[hibernate-dev] Re: improving Search

Tue Jun 10 16:48:55 EDT 2008

On  Jun 10, 2008, at 07:17, Sanne Grinovero wrote:

> Hello Emmanuel,
> as you asked how to use the SnapshotDeletionPolicy:
> when you create the IndexWriter do:
>
>   IndexDeletionPolicy policy = new KeepOnlyLastCommitDeletionPolicy();
>   SnapshotDeletionPolicy snapshotter = new  
> SnapshotDeletionPolicy(policy);
>   IndexWriter writer = new IndexWriter(dir, autoCommit, analyzer,  
> snapshotter);
>
> then when you want to make a copy you "freeze" the existence of  
> current index segments,
> kindly asking the IndexWriter to avoid r emoving or otherwise change  
> the files your are going to copy;
> it also tells you which files you should copy to get a clone of the  
> index as at snapshot time:
>
> try {
>   IndexCommitPoint commit = snapshotter.snapshot();
>   Collection fileNames = commit.getFileNames();
>   <iterate over & copy files from fileNames>
> } finally {
>   snapshotter.release();
> }
> (credits to Lucene in Action 2°edition MEAP)
> Should I add this improvement to JIRA? I'll add the code examples;  
> also you opened already HSEARCH-152
> is that meant for this same purpose?

Yes that's the goal for HSEARCH-152

>
>
> >> Does it somehow involve not having cluster changes (ie intra VM  
> policy rather than inter VM?)
> I don't really understand what you're asking; I hope previous  
> example contains an answer; it just means you don't need
> to lock the index to make a "hotcopy" to anywhere.

My question is does it somehow involve interacting with the  
IndexWriter so that it does not do stuffs it would do otherwise.
ie if I run indexing on VM1 and VM2, will copying files "from VM1" be  
affected by indexWriter operations from VM2

>
>
> >>The explanation is correct but a bit cataclysmic. We open the  
> reader *only* if there is an actual deletion for the given Directory  
> provider. So in some systems we might very well almost never open a  
> rw reader.
> Well yes it doesn't happen always, but not only for deletions: also  
> all updates are split to to delete+insert work AFAIK.
> if you combine this with the open issue that the index is updated on  
> every dirty entity (not checking if only
> the indexed fields are changed) this translates to lots of re- 
> opening, twice for every transaction updating some entity... (still  
> correct?)

Yes correct.

>
>
> >> We need to check how efficient the implementation has been done.  
> If it a mechanism similar to IndexModifier, it's not worth it.
> Agree, I'll try to discover that.
>
> >>This is what happens by default already, one index directory by  
> entity type. We could compute a flag at init time to know that (it's  
> alrady in place actually) and use it to use a Term query
> >> rather than the full query if only one entity is present in the  
> index. Let's open a JIRA issue
> Well my purpose is to avoid the need to switch from reader to  
> writer, this also simplifies the reordering code were you split all  
> work in two sequences (would be unneded);
> For deletion and eviction we should check to see if the workspace  
> has an indexwriter or indexreader available and use whatever we have  
> available; but this would complicate
> code and don't like it, so I really hope we could really avoid the  
> use of indexreader for modification operations;
> as we found already a good solutions for mass eviction and when the  
> flag says it's ok to delete by id, there's just one case left we  
> should think about.

▬▬▬

__What needs to be done__:
Answer these questions about the thread on improving Search:
1. Which deletion policy does the code example wrap in a SnapshotDeletionPolicy?
2. Which JIRA issue does the reply confirm has the same goal as the snapshot improvement?
3. Into what two kinds of work are updates split?
The records that follow are separate material and are unrelated to the thread on improving Search.

__Raw records__:
▬▬▬

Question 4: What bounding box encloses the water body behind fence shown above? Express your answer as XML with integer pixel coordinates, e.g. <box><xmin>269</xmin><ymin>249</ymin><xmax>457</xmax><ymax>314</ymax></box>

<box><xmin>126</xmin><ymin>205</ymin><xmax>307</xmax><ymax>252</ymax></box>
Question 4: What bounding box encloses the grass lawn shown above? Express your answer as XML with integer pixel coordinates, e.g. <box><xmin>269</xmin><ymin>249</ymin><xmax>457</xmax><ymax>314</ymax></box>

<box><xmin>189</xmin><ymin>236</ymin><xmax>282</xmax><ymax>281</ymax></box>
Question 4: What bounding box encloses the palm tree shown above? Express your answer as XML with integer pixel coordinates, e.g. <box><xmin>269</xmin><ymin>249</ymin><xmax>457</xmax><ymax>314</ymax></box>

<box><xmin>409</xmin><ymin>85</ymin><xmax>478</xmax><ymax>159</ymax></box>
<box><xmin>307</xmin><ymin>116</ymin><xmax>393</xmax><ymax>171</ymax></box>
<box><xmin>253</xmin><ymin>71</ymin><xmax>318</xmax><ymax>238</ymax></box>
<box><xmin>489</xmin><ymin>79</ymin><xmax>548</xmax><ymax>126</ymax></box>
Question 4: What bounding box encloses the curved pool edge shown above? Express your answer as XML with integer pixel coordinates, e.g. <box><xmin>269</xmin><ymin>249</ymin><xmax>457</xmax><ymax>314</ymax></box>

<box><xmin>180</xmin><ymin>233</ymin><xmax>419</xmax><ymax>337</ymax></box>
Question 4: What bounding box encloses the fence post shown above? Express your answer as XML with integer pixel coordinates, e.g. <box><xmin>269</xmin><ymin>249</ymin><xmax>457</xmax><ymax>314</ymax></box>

▬▬▬

__Complete output__:
1. KeepOnlyLastCommitDeletionPolicy
2. HSEARCH-152
3. Delete and insert